Your instructions: Put the entries below into a two-column CSV with columns named request and answer, one row per entry. Place each entry's text and its answer in a single quoted field each, with line breaks replaced by spaces.

START Source material

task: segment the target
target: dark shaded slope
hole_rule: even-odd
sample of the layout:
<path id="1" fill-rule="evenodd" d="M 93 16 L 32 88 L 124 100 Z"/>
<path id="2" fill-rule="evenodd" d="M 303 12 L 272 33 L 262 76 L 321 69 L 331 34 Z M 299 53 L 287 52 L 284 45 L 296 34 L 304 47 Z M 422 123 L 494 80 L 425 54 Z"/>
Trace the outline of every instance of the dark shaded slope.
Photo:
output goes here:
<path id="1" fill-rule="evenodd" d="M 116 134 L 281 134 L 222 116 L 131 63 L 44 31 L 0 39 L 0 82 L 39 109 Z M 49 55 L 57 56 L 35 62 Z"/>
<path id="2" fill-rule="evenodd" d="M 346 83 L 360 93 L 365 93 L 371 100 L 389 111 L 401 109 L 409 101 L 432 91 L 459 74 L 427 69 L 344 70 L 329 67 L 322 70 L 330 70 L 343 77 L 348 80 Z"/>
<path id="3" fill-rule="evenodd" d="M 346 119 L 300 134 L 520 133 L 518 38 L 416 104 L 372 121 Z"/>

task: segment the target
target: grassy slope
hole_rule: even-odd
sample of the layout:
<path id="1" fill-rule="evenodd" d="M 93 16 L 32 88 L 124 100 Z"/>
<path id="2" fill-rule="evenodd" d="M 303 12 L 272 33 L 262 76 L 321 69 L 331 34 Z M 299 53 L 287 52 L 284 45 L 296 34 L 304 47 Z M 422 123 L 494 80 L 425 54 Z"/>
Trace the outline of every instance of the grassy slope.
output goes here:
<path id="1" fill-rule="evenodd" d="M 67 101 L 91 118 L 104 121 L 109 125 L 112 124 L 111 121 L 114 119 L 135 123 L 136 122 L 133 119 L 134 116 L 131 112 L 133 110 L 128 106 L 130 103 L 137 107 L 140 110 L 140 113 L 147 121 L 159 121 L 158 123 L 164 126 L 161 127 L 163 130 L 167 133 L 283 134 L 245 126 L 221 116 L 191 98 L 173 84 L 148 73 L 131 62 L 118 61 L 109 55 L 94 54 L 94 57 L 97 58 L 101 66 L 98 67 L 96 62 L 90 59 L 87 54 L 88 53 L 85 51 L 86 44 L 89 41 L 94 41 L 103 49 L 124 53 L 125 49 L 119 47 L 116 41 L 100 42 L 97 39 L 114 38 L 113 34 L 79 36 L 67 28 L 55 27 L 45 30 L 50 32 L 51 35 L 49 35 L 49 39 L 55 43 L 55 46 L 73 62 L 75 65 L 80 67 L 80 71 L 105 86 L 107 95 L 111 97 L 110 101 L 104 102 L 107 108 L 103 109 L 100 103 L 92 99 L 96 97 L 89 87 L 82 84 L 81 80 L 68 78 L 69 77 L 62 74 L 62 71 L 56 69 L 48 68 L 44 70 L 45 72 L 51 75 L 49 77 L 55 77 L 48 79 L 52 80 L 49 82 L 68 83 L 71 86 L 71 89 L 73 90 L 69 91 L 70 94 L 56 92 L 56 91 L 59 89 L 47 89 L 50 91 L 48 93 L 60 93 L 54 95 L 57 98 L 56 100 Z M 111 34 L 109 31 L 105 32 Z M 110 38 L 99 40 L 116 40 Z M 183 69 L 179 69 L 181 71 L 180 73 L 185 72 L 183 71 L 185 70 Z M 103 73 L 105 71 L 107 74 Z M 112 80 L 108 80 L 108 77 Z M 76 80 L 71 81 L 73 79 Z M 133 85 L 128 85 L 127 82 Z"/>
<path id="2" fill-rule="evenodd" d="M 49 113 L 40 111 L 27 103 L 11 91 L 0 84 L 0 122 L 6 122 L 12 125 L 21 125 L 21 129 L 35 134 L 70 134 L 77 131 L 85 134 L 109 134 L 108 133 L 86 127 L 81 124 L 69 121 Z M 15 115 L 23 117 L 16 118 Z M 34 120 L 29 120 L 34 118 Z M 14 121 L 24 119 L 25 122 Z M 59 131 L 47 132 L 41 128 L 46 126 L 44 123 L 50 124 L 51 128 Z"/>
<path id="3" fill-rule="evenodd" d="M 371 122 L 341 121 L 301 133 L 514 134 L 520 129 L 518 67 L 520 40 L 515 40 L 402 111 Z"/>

END Source material

Result for this task:
request,answer
"task: segment the target target: dark shaded slope hole_rule: even-odd sample of the layout: <path id=""1"" fill-rule=""evenodd"" d=""M 93 16 L 32 88 L 124 100 Z""/> <path id=""2"" fill-rule=""evenodd"" d=""M 303 12 L 272 33 L 262 76 L 321 69 L 331 34 Z M 299 53 L 287 52 L 284 45 L 296 34 L 304 47 Z M 422 123 L 494 80 L 425 54 Z""/> Trace the outline of every instance of the dark shaded slope. Photo: output goes here:","<path id=""1"" fill-rule=""evenodd"" d=""M 116 134 L 281 134 L 222 116 L 131 63 L 44 31 L 0 39 L 0 82 L 39 109 Z M 49 55 L 57 56 L 35 62 Z""/> <path id=""2"" fill-rule=""evenodd"" d=""M 346 83 L 360 93 L 365 93 L 371 100 L 389 111 L 401 109 L 409 101 L 432 91 L 459 74 L 427 69 L 344 70 L 329 67 L 322 70 L 330 70 L 343 77 L 348 80 Z""/> <path id=""3"" fill-rule=""evenodd"" d=""M 346 119 L 300 134 L 520 133 L 518 38 L 416 104 L 372 121 Z""/>"
"task: segment the target target: grassy slope hole_rule: even-odd sample of the layout: <path id=""1"" fill-rule=""evenodd"" d=""M 93 16 L 32 88 L 124 100 Z""/> <path id=""2"" fill-rule=""evenodd"" d=""M 303 12 L 272 33 L 262 76 L 321 69 L 331 34 Z M 299 53 L 287 52 L 284 45 L 296 34 L 304 47 Z M 422 123 L 494 80 L 425 54 Z""/> Trace the outline of every instance of the grassy slope. output goes here:","<path id=""1"" fill-rule=""evenodd"" d=""M 67 101 L 91 118 L 104 121 L 109 125 L 112 124 L 111 121 L 114 119 L 135 123 L 136 122 L 133 119 L 134 116 L 131 112 L 133 110 L 128 106 L 130 103 L 137 107 L 140 110 L 140 113 L 147 121 L 159 121 L 158 123 L 164 126 L 161 127 L 163 130 L 167 133 L 283 134 L 245 126 L 221 116 L 191 98 L 173 84 L 148 73 L 131 62 L 118 61 L 109 55 L 94 54 L 94 57 L 97 58 L 101 66 L 98 67 L 96 62 L 90 59 L 87 54 L 88 53 L 85 51 L 86 44 L 89 41 L 94 41 L 103 49 L 124 53 L 125 49 L 119 47 L 116 41 L 100 42 L 97 39 L 114 38 L 113 34 L 79 36 L 67 28 L 55 27 L 45 30 L 50 32 L 51 35 L 49 35 L 49 39 L 55 43 L 55 46 L 73 62 L 75 65 L 80 67 L 80 71 L 105 86 L 107 95 L 111 97 L 110 101 L 104 102 L 107 108 L 103 109 L 100 103 L 92 99 L 96 97 L 89 87 L 82 84 L 81 80 L 68 78 L 69 77 L 62 74 L 62 71 L 56 69 L 48 68 L 44 70 L 45 72 L 51 75 L 49 77 L 55 77 L 48 79 L 52 80 L 49 82 L 68 83 L 71 86 L 71 89 L 73 90 L 69 91 L 70 94 L 56 92 L 56 91 L 59 89 L 47 89 L 50 91 L 48 93 L 60 93 L 54 95 L 57 98 L 56 100 Z M 111 34 L 109 31 L 105 32 Z M 110 38 L 99 40 L 116 40 Z M 183 69 L 179 69 L 181 71 L 180 73 L 185 72 L 183 71 L 185 70 Z M 103 73 L 105 71 L 107 74 Z M 112 80 L 108 80 L 108 77 Z M 76 80 L 71 81 L 73 79 Z M 133 85 L 128 85 L 127 82 Z""/> <path id=""2"" fill-rule=""evenodd"" d=""M 49 113 L 40 111 L 27 103 L 11 91 L 0 84 L 0 122 L 6 122 L 12 125 L 21 125 L 21 129 L 35 134 L 70 134 L 77 131 L 85 134 L 109 134 L 108 133 L 86 127 L 81 124 L 69 121 Z M 15 115 L 23 117 L 16 118 Z M 34 120 L 29 120 L 34 118 Z M 14 121 L 24 119 L 25 122 Z M 59 131 L 47 132 L 41 128 L 46 126 L 44 123 L 50 124 L 51 128 Z""/> <path id=""3"" fill-rule=""evenodd"" d=""M 371 122 L 341 121 L 301 133 L 514 134 L 520 129 L 518 67 L 520 40 L 515 40 L 402 111 Z""/>"